Reproduce all of the data below word for word, leaving the pictures out of your copy.
##### Dataset extract #####
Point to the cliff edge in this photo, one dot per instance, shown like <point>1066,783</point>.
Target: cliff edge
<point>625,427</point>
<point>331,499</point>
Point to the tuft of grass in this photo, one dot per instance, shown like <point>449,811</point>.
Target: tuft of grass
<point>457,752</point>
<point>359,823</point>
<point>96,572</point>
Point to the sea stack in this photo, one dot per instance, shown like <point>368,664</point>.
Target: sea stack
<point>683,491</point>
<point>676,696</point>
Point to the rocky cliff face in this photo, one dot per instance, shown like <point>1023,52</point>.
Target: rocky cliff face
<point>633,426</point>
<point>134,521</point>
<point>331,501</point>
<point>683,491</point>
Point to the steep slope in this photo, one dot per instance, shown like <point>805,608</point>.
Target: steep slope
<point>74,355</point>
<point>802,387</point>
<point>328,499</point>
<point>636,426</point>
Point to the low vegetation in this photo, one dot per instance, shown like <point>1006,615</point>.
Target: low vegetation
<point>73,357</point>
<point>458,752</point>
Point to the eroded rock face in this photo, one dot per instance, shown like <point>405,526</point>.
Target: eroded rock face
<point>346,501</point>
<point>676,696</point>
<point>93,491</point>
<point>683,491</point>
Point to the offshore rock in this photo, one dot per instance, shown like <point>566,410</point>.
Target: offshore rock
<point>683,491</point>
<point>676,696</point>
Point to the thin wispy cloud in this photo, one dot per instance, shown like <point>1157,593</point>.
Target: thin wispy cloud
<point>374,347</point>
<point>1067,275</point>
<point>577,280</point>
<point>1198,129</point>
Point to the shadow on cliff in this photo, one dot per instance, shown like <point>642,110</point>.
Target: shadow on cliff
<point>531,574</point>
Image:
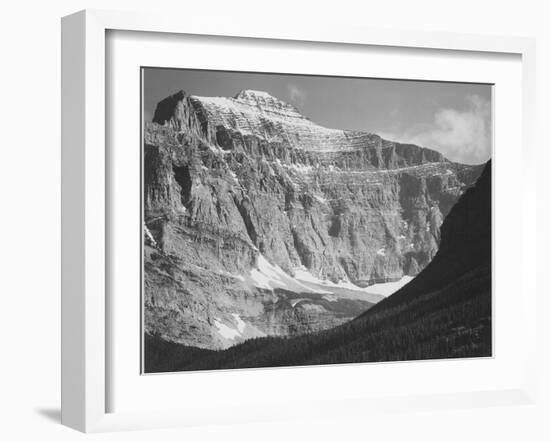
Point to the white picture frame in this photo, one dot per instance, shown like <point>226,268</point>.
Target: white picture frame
<point>85,306</point>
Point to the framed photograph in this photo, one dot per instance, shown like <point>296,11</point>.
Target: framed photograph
<point>262,223</point>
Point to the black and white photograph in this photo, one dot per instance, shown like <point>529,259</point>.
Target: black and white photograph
<point>298,220</point>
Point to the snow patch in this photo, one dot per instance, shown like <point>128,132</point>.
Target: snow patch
<point>388,288</point>
<point>225,331</point>
<point>241,325</point>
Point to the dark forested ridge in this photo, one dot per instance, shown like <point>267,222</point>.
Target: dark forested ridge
<point>445,312</point>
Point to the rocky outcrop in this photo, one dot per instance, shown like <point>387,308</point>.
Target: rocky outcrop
<point>256,215</point>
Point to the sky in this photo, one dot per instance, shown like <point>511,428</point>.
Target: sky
<point>452,118</point>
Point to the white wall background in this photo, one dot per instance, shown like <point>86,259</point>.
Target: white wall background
<point>30,221</point>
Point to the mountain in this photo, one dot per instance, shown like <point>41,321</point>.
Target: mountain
<point>260,222</point>
<point>445,312</point>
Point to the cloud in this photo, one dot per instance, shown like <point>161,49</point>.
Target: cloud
<point>296,95</point>
<point>460,135</point>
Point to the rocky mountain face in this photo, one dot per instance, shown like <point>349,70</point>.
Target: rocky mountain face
<point>260,222</point>
<point>445,312</point>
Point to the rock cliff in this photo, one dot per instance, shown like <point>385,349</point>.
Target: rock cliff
<point>257,221</point>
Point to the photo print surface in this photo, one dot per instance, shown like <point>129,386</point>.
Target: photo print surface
<point>294,220</point>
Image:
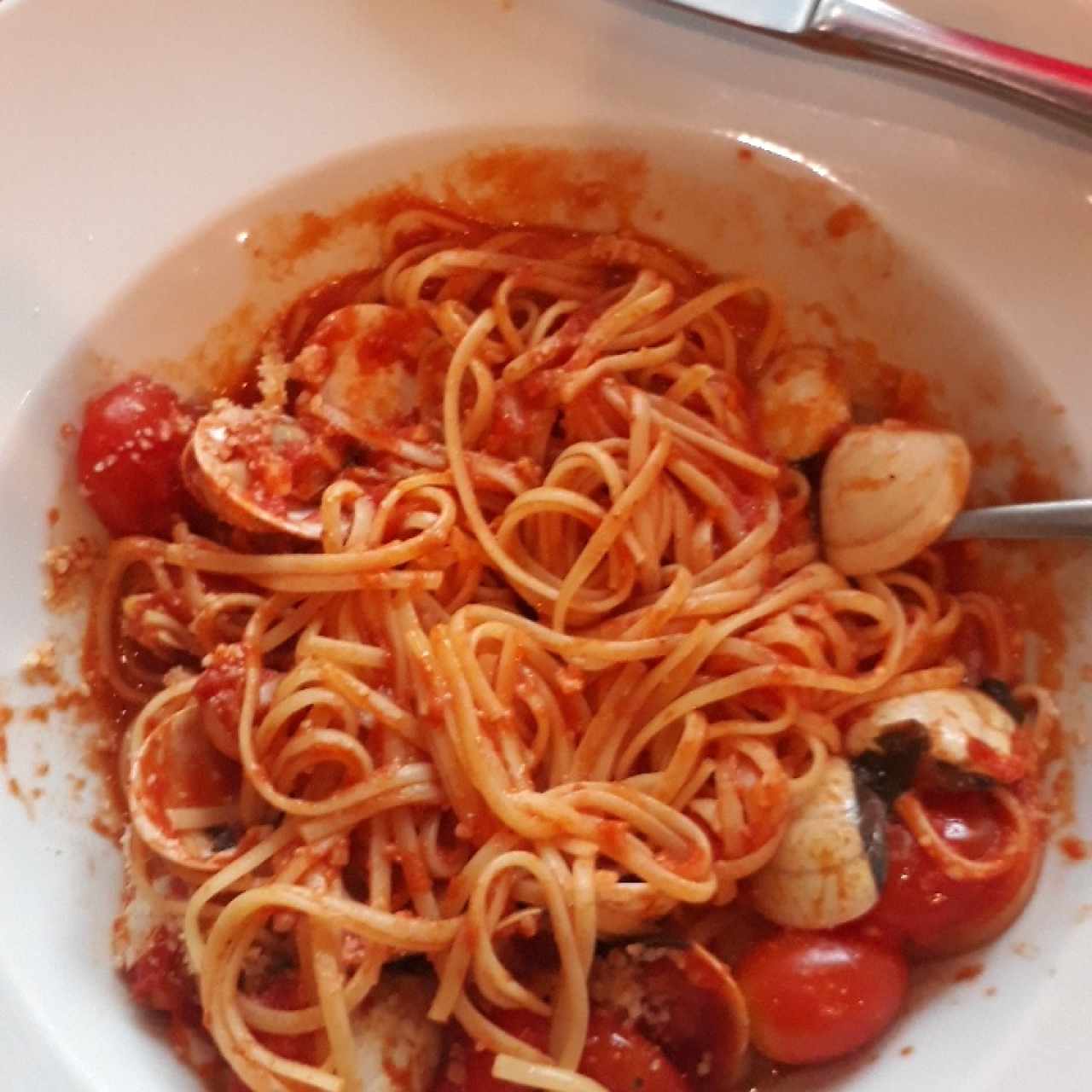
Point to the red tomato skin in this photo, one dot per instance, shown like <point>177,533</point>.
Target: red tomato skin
<point>619,1057</point>
<point>938,915</point>
<point>817,996</point>
<point>129,456</point>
#####
# Answer to the problem:
Point to the cliff edge in this photo, one dot per instance, shown like <point>1066,783</point>.
Target: cliff edge
<point>625,427</point>
<point>331,499</point>
Point to the tuft of grass in this photo, one dot per instance, shown like <point>449,811</point>.
Target: tuft of grass
<point>457,752</point>
<point>359,823</point>
<point>96,572</point>
Point to the sea stack in this photo, one dot per instance, shown like <point>368,664</point>.
Target: sea stack
<point>683,491</point>
<point>676,696</point>
Point to the rocky cliff face in this photo, one dot per instance, shown like <point>1023,52</point>.
Target: rocky cliff face
<point>633,426</point>
<point>134,521</point>
<point>331,501</point>
<point>683,491</point>
Point to the steep slope in this photo, one dot per instance, shown like <point>805,608</point>.
Target: steep slope
<point>74,355</point>
<point>802,387</point>
<point>328,499</point>
<point>636,426</point>
Point to the low vegetation in this photo, one dot per instance, shown like <point>1006,615</point>.
Target: low vegetation
<point>73,357</point>
<point>458,752</point>
Point to the eroded rock face in this photo, one dot per instance, shown like <point>405,526</point>.
Target: eroded rock face
<point>346,501</point>
<point>676,696</point>
<point>93,491</point>
<point>683,491</point>
Point to the offshore rock in this photo, one dot per instance, shown like <point>566,410</point>.
Target: offshore rock
<point>683,491</point>
<point>676,696</point>
Point to the thin wispy cloud in this photo, one dot per instance, shown like <point>1157,593</point>.
Target: thin wispy cloud
<point>374,347</point>
<point>1067,275</point>
<point>577,280</point>
<point>1198,129</point>
Point to the shadow on cliff in this photo, one dot per instance, shown like <point>642,110</point>.
Target: shadow on cliff
<point>531,574</point>
Image:
Point to the white picture frame in this photo, one dot per instance, shown like <point>226,268</point>.
Target: white picture frame
<point>85,306</point>
Point to the framed photograph in this photo, one dot per instance, shown like <point>296,11</point>.
Target: framed photograph
<point>262,223</point>
Point to the black and white photograph in this photo, one dot per instance, shown like <point>529,259</point>.
Target: black and white photograph
<point>298,220</point>
Point to the snow patch in this photo, one dot per instance, shown like <point>128,132</point>.
Target: snow patch
<point>388,288</point>
<point>225,331</point>
<point>241,325</point>
Point to the dark forested ridge in this photo, one dot per instance, shown like <point>267,222</point>.
Target: dark forested ridge
<point>445,312</point>
Point to the rocky outcrop in this photo, one dot per instance, shown like <point>387,308</point>.
Target: rocky outcrop
<point>256,215</point>
Point to the sky in this photo, one dot per instance, shown like <point>511,428</point>.
Target: sky
<point>452,118</point>
Point to the white wall background in this photo, one dot per instance, shown like <point>86,259</point>.
Target: white wall background
<point>30,221</point>
Point to the mountain in this photo, one dot per instance, shown like <point>41,321</point>.
Target: mountain
<point>260,222</point>
<point>445,312</point>
Point to the cloud in this photo, one dot per instance, shown like <point>161,49</point>.
Target: cloud
<point>296,95</point>
<point>460,135</point>
Point to the rocky mountain face in this photo, one dot per instance, shown like <point>349,70</point>.
Target: rocky mountain face
<point>260,222</point>
<point>445,312</point>
Point to the rock cliff in this photo, one dot per instance, shown like <point>385,349</point>.
Target: rock cliff
<point>257,221</point>
Point to the photo print surface in this photo, one dot per instance, shown like <point>129,386</point>.
Target: photo print surface
<point>294,220</point>
Image:
Point to the red tomato skin in this photo, one dot per instance, shown like <point>177,533</point>.
Target: red tomato skin
<point>619,1057</point>
<point>938,915</point>
<point>817,996</point>
<point>129,456</point>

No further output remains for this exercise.